Records for this exercise ::
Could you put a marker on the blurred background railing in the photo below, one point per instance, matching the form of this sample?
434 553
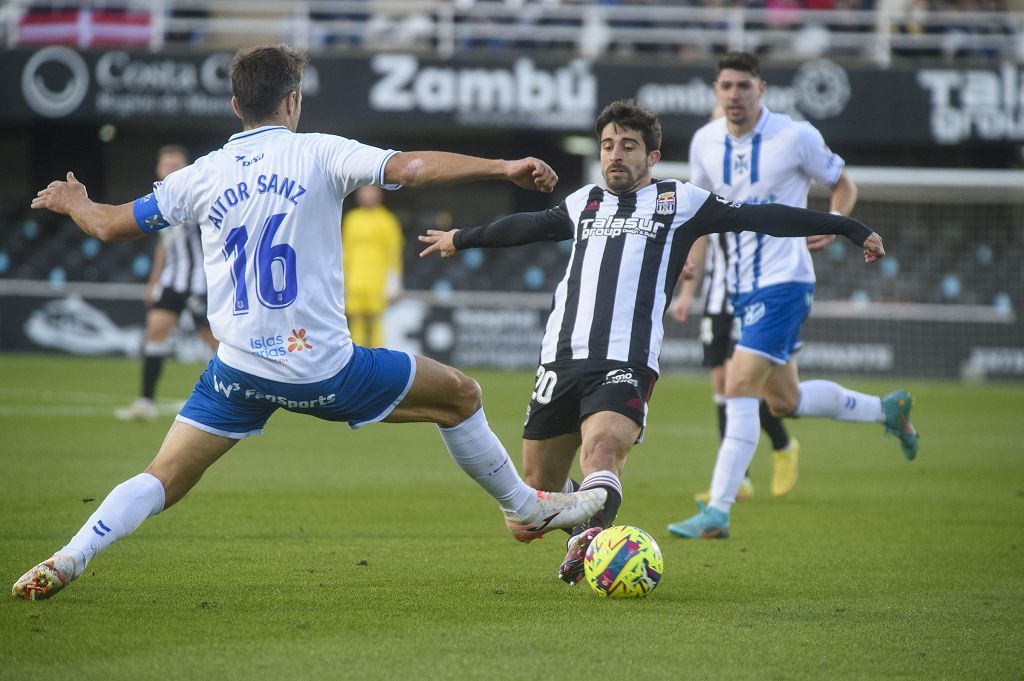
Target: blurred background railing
875 31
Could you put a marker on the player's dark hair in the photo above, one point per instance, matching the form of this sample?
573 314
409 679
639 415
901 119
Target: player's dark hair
172 149
744 61
629 115
262 76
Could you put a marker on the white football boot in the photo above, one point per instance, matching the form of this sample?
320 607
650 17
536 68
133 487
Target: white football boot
555 510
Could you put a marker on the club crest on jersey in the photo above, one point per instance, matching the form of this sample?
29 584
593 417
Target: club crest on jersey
740 164
754 313
666 204
298 341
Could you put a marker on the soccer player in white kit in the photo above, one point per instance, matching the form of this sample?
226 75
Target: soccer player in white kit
268 204
755 156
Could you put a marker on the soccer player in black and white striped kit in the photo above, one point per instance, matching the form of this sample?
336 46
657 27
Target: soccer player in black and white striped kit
719 333
177 286
599 356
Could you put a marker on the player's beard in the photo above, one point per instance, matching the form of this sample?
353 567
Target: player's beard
621 182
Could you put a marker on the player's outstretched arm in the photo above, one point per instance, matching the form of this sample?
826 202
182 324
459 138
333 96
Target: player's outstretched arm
111 224
718 214
550 225
440 168
438 242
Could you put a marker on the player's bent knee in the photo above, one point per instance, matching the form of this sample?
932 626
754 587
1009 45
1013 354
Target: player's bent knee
781 408
467 397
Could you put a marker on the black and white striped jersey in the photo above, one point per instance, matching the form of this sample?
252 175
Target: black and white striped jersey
628 253
182 270
716 292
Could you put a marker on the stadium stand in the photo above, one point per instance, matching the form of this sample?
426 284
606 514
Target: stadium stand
876 31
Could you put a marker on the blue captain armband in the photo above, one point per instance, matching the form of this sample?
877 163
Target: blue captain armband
147 215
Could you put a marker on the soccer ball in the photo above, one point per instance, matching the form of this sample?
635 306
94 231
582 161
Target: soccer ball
624 562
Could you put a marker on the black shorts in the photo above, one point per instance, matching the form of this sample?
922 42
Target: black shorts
178 302
719 334
567 391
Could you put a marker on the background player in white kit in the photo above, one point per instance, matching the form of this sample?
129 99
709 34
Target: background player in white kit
755 156
599 355
269 204
177 285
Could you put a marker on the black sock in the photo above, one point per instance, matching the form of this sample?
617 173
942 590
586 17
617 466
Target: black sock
152 366
772 425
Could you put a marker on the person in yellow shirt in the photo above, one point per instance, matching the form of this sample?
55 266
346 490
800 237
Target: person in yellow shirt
371 243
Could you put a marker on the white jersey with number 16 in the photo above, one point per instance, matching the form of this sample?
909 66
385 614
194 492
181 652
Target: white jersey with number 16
268 204
773 163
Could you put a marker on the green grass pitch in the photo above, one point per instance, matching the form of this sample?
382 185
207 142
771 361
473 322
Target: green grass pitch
316 552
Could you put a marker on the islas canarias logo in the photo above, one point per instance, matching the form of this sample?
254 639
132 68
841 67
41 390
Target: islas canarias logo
298 341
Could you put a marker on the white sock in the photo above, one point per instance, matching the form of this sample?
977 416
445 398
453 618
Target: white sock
119 515
478 452
742 426
834 401
601 478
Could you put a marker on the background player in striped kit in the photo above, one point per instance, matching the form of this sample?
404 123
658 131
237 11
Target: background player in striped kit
755 156
284 280
599 355
177 285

Stated exercise :: Everything from the line containing "Could you put a marker on the white sock" to the end of the data above should be quoted exactly, please, both ends included, and nothing outside that span.

Right answer ::
Could you put a marker on the white sock in the photo above, one point per instance, matching the form of this sample?
977 416
445 398
453 618
Target: white sock
119 515
478 452
742 426
834 401
601 478
Could you put a marker on the background player in striped kit in the photo above, one point per instance, matching the form of this sample?
404 123
658 131
237 11
Target: background player in striped kit
755 156
284 280
599 355
177 285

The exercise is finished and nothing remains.